(INPUT MATERIAL)

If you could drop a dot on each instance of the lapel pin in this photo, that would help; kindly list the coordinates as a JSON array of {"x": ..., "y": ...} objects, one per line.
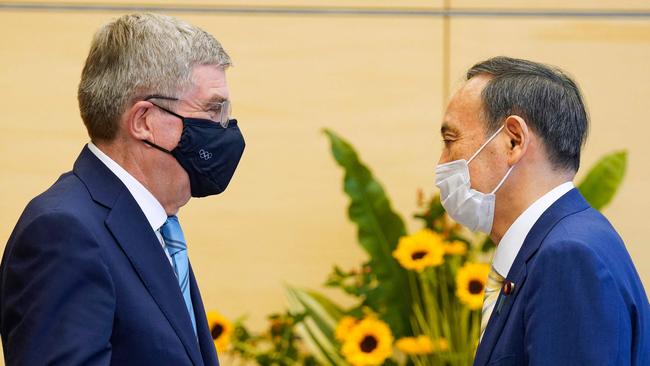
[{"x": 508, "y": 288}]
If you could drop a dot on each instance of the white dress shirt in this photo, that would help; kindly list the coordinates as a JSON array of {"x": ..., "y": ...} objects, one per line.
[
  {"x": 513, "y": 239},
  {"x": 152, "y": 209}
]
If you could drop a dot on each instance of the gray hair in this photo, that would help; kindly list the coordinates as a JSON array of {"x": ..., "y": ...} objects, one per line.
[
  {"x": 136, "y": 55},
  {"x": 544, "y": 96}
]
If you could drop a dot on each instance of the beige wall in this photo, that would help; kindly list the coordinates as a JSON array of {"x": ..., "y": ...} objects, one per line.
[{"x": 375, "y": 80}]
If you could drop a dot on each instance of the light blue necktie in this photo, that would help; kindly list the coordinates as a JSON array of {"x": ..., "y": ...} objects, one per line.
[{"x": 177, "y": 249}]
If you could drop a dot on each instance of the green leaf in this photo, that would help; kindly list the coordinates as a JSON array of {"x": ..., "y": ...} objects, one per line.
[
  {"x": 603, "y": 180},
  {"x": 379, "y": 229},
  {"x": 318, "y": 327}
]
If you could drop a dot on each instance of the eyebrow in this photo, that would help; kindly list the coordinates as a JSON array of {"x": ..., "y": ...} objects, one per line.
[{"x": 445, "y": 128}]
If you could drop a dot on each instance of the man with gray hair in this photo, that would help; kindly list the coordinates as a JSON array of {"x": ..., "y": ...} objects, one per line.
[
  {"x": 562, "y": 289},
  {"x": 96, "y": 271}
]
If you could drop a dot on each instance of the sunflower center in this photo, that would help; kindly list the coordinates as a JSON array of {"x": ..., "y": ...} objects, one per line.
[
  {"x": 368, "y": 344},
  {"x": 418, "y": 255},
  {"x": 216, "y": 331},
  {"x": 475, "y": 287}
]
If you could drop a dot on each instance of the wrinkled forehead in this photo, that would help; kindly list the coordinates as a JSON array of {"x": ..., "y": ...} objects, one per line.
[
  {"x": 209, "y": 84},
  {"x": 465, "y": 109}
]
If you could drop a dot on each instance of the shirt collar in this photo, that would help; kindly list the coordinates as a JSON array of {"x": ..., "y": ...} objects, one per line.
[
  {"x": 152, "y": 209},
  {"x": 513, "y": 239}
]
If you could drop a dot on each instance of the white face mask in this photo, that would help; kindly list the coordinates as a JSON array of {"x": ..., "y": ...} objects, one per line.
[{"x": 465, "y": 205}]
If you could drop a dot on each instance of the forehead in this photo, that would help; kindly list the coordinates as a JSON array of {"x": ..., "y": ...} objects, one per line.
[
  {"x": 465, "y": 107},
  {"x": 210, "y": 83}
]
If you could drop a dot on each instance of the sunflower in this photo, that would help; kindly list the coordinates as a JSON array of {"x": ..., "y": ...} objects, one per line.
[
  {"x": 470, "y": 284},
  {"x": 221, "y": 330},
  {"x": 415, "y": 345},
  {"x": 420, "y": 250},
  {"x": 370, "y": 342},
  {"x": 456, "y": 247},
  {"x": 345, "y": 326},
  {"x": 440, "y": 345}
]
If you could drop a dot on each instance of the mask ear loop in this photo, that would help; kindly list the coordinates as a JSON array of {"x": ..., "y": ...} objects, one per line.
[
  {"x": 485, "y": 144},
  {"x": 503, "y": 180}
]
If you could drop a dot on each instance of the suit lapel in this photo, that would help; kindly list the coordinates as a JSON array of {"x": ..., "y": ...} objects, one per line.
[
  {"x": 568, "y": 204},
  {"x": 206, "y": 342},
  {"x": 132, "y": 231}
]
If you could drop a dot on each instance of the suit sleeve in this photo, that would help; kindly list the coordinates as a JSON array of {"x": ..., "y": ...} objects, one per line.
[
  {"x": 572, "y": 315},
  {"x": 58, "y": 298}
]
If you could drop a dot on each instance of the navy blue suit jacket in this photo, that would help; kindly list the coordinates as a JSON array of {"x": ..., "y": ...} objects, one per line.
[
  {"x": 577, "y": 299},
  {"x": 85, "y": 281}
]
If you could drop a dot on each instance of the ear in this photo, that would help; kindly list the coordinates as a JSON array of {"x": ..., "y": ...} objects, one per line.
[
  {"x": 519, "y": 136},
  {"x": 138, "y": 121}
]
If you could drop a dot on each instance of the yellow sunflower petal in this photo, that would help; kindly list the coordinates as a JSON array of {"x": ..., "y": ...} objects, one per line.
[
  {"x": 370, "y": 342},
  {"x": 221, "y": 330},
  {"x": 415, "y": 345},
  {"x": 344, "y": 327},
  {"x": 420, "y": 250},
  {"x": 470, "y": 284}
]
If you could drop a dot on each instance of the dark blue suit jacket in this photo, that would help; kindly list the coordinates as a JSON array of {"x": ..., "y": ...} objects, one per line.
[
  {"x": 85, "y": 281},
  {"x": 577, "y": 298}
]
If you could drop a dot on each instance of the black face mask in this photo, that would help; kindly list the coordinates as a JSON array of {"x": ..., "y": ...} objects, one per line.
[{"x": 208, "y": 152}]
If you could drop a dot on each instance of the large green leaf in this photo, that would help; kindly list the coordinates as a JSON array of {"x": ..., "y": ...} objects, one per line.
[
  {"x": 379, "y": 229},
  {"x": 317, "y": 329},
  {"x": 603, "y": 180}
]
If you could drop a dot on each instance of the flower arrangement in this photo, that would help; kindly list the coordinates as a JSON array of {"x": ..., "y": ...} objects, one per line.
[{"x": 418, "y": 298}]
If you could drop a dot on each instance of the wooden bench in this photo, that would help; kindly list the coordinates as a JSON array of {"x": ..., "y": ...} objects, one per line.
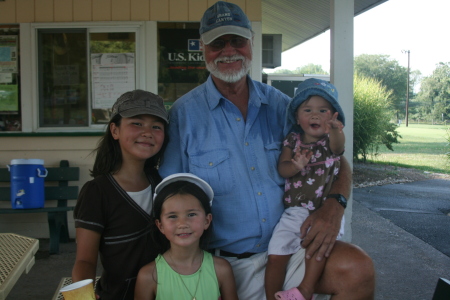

(End INPUT MATERIAL)

= EXERCISE PROMPT =
The copy should match each line above exactly and contain no images.

= ANSWER SPACE =
If you could drop a dot on each instance of the lapel pin in this photo, that would help; kindly list the coordinates as a JSON array of {"x": ..., "y": ...} objects, one per line.
[{"x": 508, "y": 288}]
If you could drop a dot on each instance of the white dress shirt in this photo, that would help; kindly list the coordinates as a JSON array of {"x": ..., "y": ...} objects, one per line.
[
  {"x": 513, "y": 239},
  {"x": 152, "y": 209}
]
If you could drop a dot on each instance of the gray hair in this photo, that would help; kindly list the coordinates as a JSON array of {"x": ..., "y": ...} objects, one per line.
[
  {"x": 136, "y": 55},
  {"x": 544, "y": 96}
]
If you could drop a dot on each instance of the beige wall in this photo, that would help; kindly list the coordinates as a JSON array of {"x": ..., "y": ...} objects, one per line.
[{"x": 375, "y": 80}]
If you could drop a dot on each instance of the light blue necktie in this photo, that would help; kindly list the coordinates as a JSON array of {"x": ..., "y": ...} objects, one per line.
[{"x": 177, "y": 249}]
If you could drop a dot on each instance of the green leaf in this photo, that would help; kindly list the coordinates as a JSON array of {"x": ..., "y": ...} objects, one per line.
[
  {"x": 603, "y": 180},
  {"x": 379, "y": 229},
  {"x": 318, "y": 327}
]
If you could drop a dot on each instance of the eyebrow in this photo, that would help; kindly list the coordinates as a JSON array of {"x": ..., "y": ...} objects, one per line.
[{"x": 445, "y": 128}]
If you could drop a dot on each instance of the man with gray hair in this photo, that would help; kindly list the coordinates as a JSON array of {"x": ..., "y": ...} objects, one per line.
[
  {"x": 562, "y": 289},
  {"x": 96, "y": 271}
]
If you could drop a dot on each instance of the sunflower center in this photo, that would help; kindly list the coordinates as a JSON array of {"x": ..., "y": ...} objects, one per line.
[
  {"x": 368, "y": 344},
  {"x": 418, "y": 255},
  {"x": 216, "y": 331},
  {"x": 475, "y": 287}
]
If you could drop a dot on each instance of the wrinkled forehead in this photo, that would help; kindly list the coordinates as a JSON array of {"x": ..., "y": ...} objects, one per line.
[
  {"x": 209, "y": 84},
  {"x": 465, "y": 109}
]
If you could drop a dot on each instance of the shirt collar in this photo, that would help; kindly list the coordinates as a JSON array of {"x": ..., "y": ...} objects, one per line.
[
  {"x": 152, "y": 209},
  {"x": 513, "y": 239}
]
If you could drop a dot on each instance of the white face mask in this photo, that would help; kindly list the coordinates as a JSON array of {"x": ..., "y": ...} objects, one per line.
[{"x": 465, "y": 205}]
If you could drop a dot on each instance of the forehead in this photo, that would help; kindly list the coordinates as a JSON array of {"x": ..., "y": ...} objects, one per line.
[
  {"x": 465, "y": 107},
  {"x": 210, "y": 83}
]
If you could drop a dot on each instance of the sunflower in this photo, that would help; kindly list the coordinates as a JSON array of {"x": ..., "y": ...} objects, one per line.
[
  {"x": 470, "y": 284},
  {"x": 221, "y": 330},
  {"x": 415, "y": 345},
  {"x": 420, "y": 250},
  {"x": 370, "y": 342},
  {"x": 456, "y": 247},
  {"x": 345, "y": 326},
  {"x": 440, "y": 345}
]
If you could drop a dot on each instance of the mask ear loop in this photo, that would help; kindly list the coordinates as a JSON array of {"x": ..., "y": ...} objects, one per line.
[
  {"x": 485, "y": 144},
  {"x": 503, "y": 180}
]
If you could drop a dot on each instance of the suit lapel in this photo, that would help; kindly list the coordinates as a JSON array of {"x": ..., "y": ...} objects, one per line.
[
  {"x": 568, "y": 204},
  {"x": 206, "y": 342},
  {"x": 132, "y": 231}
]
If you could drop a dot on each instance of the suit sleeve in this photo, that would help; kindly list the coordinates as a JSON array of {"x": ..., "y": ...} objects, one per line.
[
  {"x": 572, "y": 315},
  {"x": 58, "y": 298}
]
If you could drop a dot on each instance of the navy blue suit jacket in this photo, that would help; kindly list the coordinates as a JSON array of {"x": ..., "y": ...} objects, one per line.
[
  {"x": 577, "y": 299},
  {"x": 85, "y": 281}
]
If you could drop a dot on each instance of the ear in this photo, that would help; kindly list the coordinates as a JSON array of {"x": ..., "y": ...} objects, one per line.
[
  {"x": 519, "y": 136},
  {"x": 138, "y": 121}
]
If you could drop a dot on each instance of the yellow sunflower petal in this photo, that would help; kindly list the coordinates as a JSON array of {"x": ..., "y": ...} objects, one per line.
[
  {"x": 370, "y": 342},
  {"x": 221, "y": 330},
  {"x": 415, "y": 345},
  {"x": 344, "y": 327},
  {"x": 420, "y": 250},
  {"x": 470, "y": 284}
]
If you could drop a dot on each instance of the dark blue suit jacket in this photo, that would help; kindly list the coordinates as a JSON array of {"x": ..., "y": ...} objects, one per line.
[
  {"x": 85, "y": 281},
  {"x": 577, "y": 298}
]
If you could drop a dot on each instance of the black face mask in this photo, that would help; kindly list the coordinates as a JSON array of {"x": ..., "y": ...} objects, one per line.
[{"x": 208, "y": 152}]
If you could drop a dot on each instance of the large green leaf in this photo, that would help; kindly list the coordinates as a JSON array of {"x": ..., "y": ...} objects, one per line.
[
  {"x": 379, "y": 229},
  {"x": 317, "y": 329},
  {"x": 603, "y": 180}
]
If you could drop a dot on each instance of the flower arrangement in this photo, that would help; kindly list the coordinates as a JSON array of {"x": ..., "y": ...} objects, one per line.
[{"x": 418, "y": 298}]
If you could drop a dot on each instance of the wooden bench in this photo, that would help; kindly list the coordinates as a JSON array of {"x": ..., "y": ...} objects, one per line.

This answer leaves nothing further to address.